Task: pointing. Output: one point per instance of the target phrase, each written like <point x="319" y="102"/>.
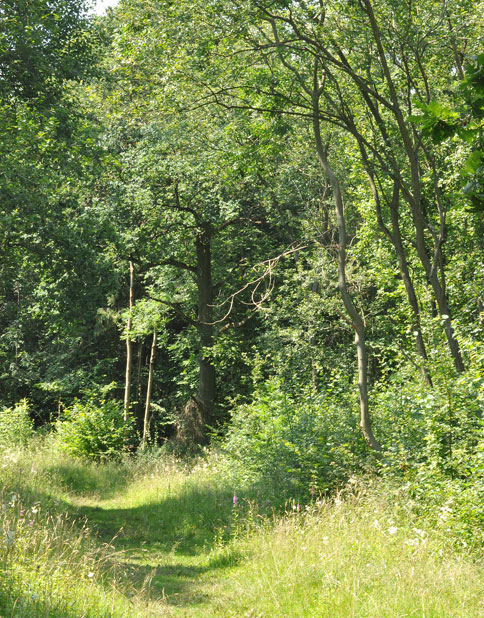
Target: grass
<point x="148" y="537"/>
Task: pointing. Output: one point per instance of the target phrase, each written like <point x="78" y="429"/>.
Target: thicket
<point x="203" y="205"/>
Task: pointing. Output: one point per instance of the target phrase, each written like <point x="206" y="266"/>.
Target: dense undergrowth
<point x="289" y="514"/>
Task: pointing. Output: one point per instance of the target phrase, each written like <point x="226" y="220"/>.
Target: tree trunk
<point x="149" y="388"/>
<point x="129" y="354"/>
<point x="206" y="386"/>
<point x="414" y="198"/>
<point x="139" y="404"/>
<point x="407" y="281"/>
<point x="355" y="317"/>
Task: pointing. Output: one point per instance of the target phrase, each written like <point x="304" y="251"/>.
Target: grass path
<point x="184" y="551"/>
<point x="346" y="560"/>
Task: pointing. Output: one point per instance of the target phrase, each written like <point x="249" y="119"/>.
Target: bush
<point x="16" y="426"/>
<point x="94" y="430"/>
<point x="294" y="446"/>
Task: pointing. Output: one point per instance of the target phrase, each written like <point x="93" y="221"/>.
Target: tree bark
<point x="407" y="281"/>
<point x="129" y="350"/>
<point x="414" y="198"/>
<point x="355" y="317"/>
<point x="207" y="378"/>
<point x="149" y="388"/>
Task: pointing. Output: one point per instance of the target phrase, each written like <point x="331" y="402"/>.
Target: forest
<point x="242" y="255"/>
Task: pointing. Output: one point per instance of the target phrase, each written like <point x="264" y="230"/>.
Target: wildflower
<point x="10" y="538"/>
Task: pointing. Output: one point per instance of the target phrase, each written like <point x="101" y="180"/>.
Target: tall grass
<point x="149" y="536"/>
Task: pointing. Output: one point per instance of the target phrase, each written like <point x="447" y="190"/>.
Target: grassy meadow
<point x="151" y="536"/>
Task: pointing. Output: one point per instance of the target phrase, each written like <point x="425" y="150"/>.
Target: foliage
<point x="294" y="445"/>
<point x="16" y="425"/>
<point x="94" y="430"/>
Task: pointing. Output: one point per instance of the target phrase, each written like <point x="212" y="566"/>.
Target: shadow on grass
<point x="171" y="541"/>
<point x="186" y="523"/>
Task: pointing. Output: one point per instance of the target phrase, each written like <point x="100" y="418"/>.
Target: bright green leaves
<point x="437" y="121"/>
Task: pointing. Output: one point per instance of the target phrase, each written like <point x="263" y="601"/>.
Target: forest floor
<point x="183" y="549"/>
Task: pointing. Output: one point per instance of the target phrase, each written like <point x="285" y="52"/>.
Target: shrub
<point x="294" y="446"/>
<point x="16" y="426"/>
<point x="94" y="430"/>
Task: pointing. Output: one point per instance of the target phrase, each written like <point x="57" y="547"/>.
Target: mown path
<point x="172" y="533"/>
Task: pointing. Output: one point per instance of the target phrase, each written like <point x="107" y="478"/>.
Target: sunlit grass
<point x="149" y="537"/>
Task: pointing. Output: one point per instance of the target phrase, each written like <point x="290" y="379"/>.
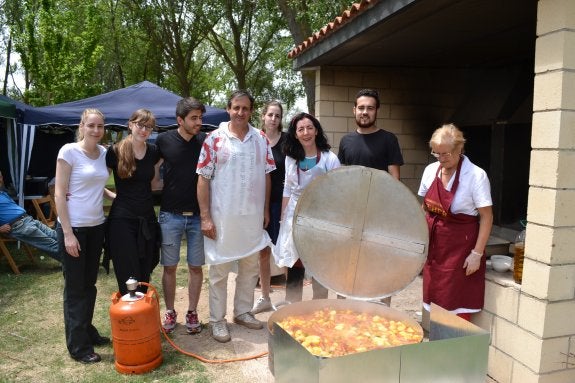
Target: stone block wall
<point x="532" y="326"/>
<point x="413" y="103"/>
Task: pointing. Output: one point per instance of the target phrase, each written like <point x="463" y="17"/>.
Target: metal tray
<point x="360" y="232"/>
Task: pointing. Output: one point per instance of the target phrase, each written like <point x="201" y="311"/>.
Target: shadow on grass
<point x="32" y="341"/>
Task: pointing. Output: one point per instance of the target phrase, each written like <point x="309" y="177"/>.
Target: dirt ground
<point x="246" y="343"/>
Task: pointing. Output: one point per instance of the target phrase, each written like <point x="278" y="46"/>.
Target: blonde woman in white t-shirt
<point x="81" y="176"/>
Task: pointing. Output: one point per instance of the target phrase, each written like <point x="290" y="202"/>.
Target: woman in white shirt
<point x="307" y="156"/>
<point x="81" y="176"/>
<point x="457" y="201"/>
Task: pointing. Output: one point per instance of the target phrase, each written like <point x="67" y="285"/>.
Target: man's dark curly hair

◆ **What you should do**:
The listing must be repeated word for word, and none of its pictures may appear in the copy.

◆ **Task result**:
Task: pointing. Output: one point per instance of the target phrase, each written like <point x="319" y="102"/>.
Target: grass
<point x="148" y="537"/>
Task: pointing. Output: one point per instance of the target phrase, each written like <point x="78" y="429"/>.
Target: thicket
<point x="203" y="205"/>
Task: pointing. Output: one point per instance of the target phrase, each written like <point x="206" y="266"/>.
Target: dense undergrowth
<point x="289" y="514"/>
Task: pointing. Output: one point per instance of the target phrase, each written like <point x="226" y="220"/>.
Target: tree trunk
<point x="149" y="388"/>
<point x="129" y="354"/>
<point x="206" y="386"/>
<point x="414" y="198"/>
<point x="139" y="404"/>
<point x="407" y="281"/>
<point x="355" y="317"/>
Task: pointing. Output: one point per instance of the target phrase, each written like <point x="304" y="251"/>.
Target: grass path
<point x="184" y="551"/>
<point x="346" y="560"/>
Task: pointing. Output: one point per instance of the target phrase, each written like <point x="249" y="119"/>.
Target: bush
<point x="16" y="426"/>
<point x="94" y="430"/>
<point x="294" y="446"/>
Task: pointing. Output: one point per instance of the target phrase, each written like <point x="93" y="221"/>.
Target: tree bark
<point x="407" y="281"/>
<point x="129" y="350"/>
<point x="414" y="198"/>
<point x="355" y="317"/>
<point x="207" y="378"/>
<point x="149" y="388"/>
Task: pointing. Output: one point per instance of the target phrase, each written like <point x="331" y="402"/>.
Target: forest
<point x="242" y="255"/>
Task: pointing. Output: one point per instance of the target phrase, each written like <point x="264" y="230"/>.
Target: wildflower
<point x="10" y="538"/>
Task: pointing. Output: one point per instance of the target phrase, each written like <point x="101" y="180"/>.
Target: tall grass
<point x="149" y="536"/>
Task: pointing. Output: one point per instance of the target phrase, each written like <point x="447" y="190"/>.
Target: grassy meadow
<point x="151" y="536"/>
Task: pointing. Output: one point per instance of the target phrase, each written like <point x="425" y="150"/>.
Target: foliage
<point x="294" y="445"/>
<point x="16" y="425"/>
<point x="94" y="430"/>
Task: pointing. Output: one point per instance of the target phrase, each written like <point x="212" y="566"/>.
Target: shadow on grass
<point x="171" y="541"/>
<point x="186" y="523"/>
Task: pointing. Output: one point per instance of the target phrase, each written like <point x="100" y="418"/>.
Target: bright green leaves
<point x="437" y="121"/>
Task: pointing. Output: one point per instance of the target phrase, each written like <point x="263" y="601"/>.
Target: forest floor
<point x="183" y="549"/>
Task: pointing. Output: one point per instance of the target phrase, each written like <point x="285" y="52"/>.
Target: shrub
<point x="294" y="446"/>
<point x="16" y="426"/>
<point x="94" y="430"/>
Task: pointing. Output: one point per instance of the target phrase, each written like <point x="57" y="547"/>.
Target: mown path
<point x="172" y="533"/>
Task: pointing. Output: one point per instance of the target phrase, each written like <point x="107" y="478"/>.
Target: sunlit grass
<point x="149" y="537"/>
Task: pointing. Output: one point per instance of the target phrase, each written like <point x="290" y="379"/>.
Target: stone block wall
<point x="532" y="326"/>
<point x="413" y="103"/>
Task: pointing. Output: one point per instance of the target phrase, each written like <point x="463" y="17"/>.
Target: metal tray
<point x="360" y="232"/>
Task: pointing. Output: one point per instance of the target phrase, each written like <point x="201" y="311"/>.
Target: shadow on grass
<point x="32" y="341"/>
Task: pointing. Output: one point per instance of the target phrase, each written like <point x="309" y="177"/>.
Target: dirt ground
<point x="246" y="343"/>
Task: pointing. Output: one point per instance of the target phrase, each written like <point x="278" y="46"/>.
Target: blonde woman in white t-shirt
<point x="81" y="176"/>
Task: pointing. Output: one point per instance of the target phrase, each written like <point x="290" y="202"/>.
Target: woman in white shirt
<point x="307" y="156"/>
<point x="81" y="176"/>
<point x="457" y="201"/>
Task: pointing. Output: one point per instance of the target phrase, each written like <point x="67" y="285"/>.
Target: man's dark curly hair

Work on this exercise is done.